Fast-forward to July 23 of this year: Walden and Imelda, newly elected members of the Philippine Congress, met once more, this time in a plush Manila hotel for the inaugural gathering of the new majority coalition, of which they are both members. "She walked right over to the table where I was sitting," Walden told us two days later in Manila. "The Kennedy Center incident flashed through my head, but I looked up and I saw an old woman [she is 81], and I thought, she is almost blind and doesn’t know who I am." So he decided simply to shake her hand. Perhaps even stranger, the man convening the coalition meeting was the new Philippine president, Benigno "Noynoy" Aquino, the son of the politician whose 1983 assassination was widely believed to have been sanctioned by Imelda’s husband, President Ferdinand Marcos. That killing unleashed the "People Power" revolution, which brought millions onto the streets, exiled the Marcoses to Hawaii and ushered Noynoy’s mother, Cory Aquino, to power in 1986.

Walden invited us to be his guests at Noynoy Aquino’s first presidential State of the Nation address, on July 26. We were driven down Commonwealth Avenue in Walden’s Congressional car to the Congress, where the speech would be delivered. Alongside us, thousands of protesters, many of them allies of Walden, carried colorful banners and effigies of President Aquino. Indeed, one of the protesting groups, the Freedom from Debt Coalition, boasted Walden as its president. In this country of militant activists, it was a significant statement of the "space" the new administration commands that no one burned an effigy of President Aquino. Moreover, the protests paused during the speech so that the activists could listen by radio. Similar to Americans’ reaction in the weeks after Barack Obama’s inauguration in 2009, most progressives in the Philippines want to give their new president a chance.

Walden has a slight build and looks younger than his 65 years. Four decades ago he and tens of thousands of bright young Filipinos at the best universities gave up dreams of conventional careers and joined poor farmers to create a vast network of organizations to fight what they called the "US-Marcos dictatorship" and its egregious human rights abuses. (We were active in a vibrant US support movement, Robin having first lived in the Philippines in 1977.) Many were communists, all were nationalists and thousands of them formed an armed peasant movement in the rural areas, the New People’s Army, which aimed to follow the example of Mao in China and take power by force.

+ + + + + + +

● **Set of tasks**:
(1) According to the article on Philippine politics, on what date did Noynoy Aquino give his first presidential State of the Nation address?
(2) Continue the article on Philippine politics from the point where it ends.
The data is not needed for anything here.

● **Data lines**:
+ + + + + + +

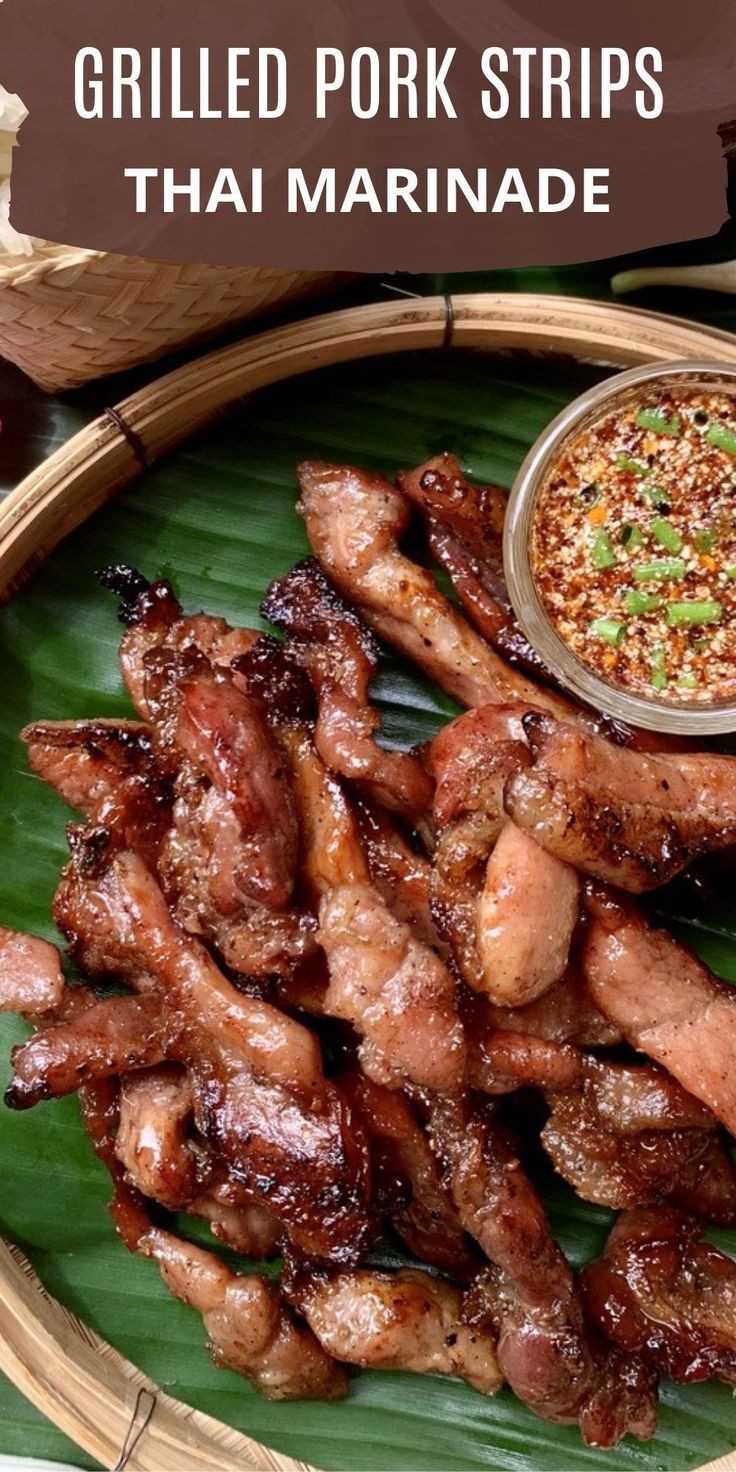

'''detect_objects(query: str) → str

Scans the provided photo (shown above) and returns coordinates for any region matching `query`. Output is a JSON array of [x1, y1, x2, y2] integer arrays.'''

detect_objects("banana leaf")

+ + + + + + +

● **Answer list**:
(1) July 26.

(2)
Walden was in the United States for graduate studies, and after finishing a PhD at Princeton in 1975, he helped build the anti-Marcos movement from the United States as a scholar and activist. He also played a central role in the high-profile fight to remove from the Philippines two of the largest US overseas military bases, which had been key staging areas during the Vietnam War. In 1991 the Philippine Senate finally voted to remove the bases, but there is continuing controversy in the country over roughly 500 US troops in the southern Philippines who provide training to the Philippine military in the fight against armed groups with alleged ties to Al Qaeda. In the 1990s Walden became a leader of the broader anti–corporate globalization movement and helped spark protests around the world against the World Bank and the World Trade Organization. Throughout this period he was a frequent contributor to The Nation (a June 2, 2008, article, "Manufacturing a Food Crisis," led to his 2009 book, The Food Wars).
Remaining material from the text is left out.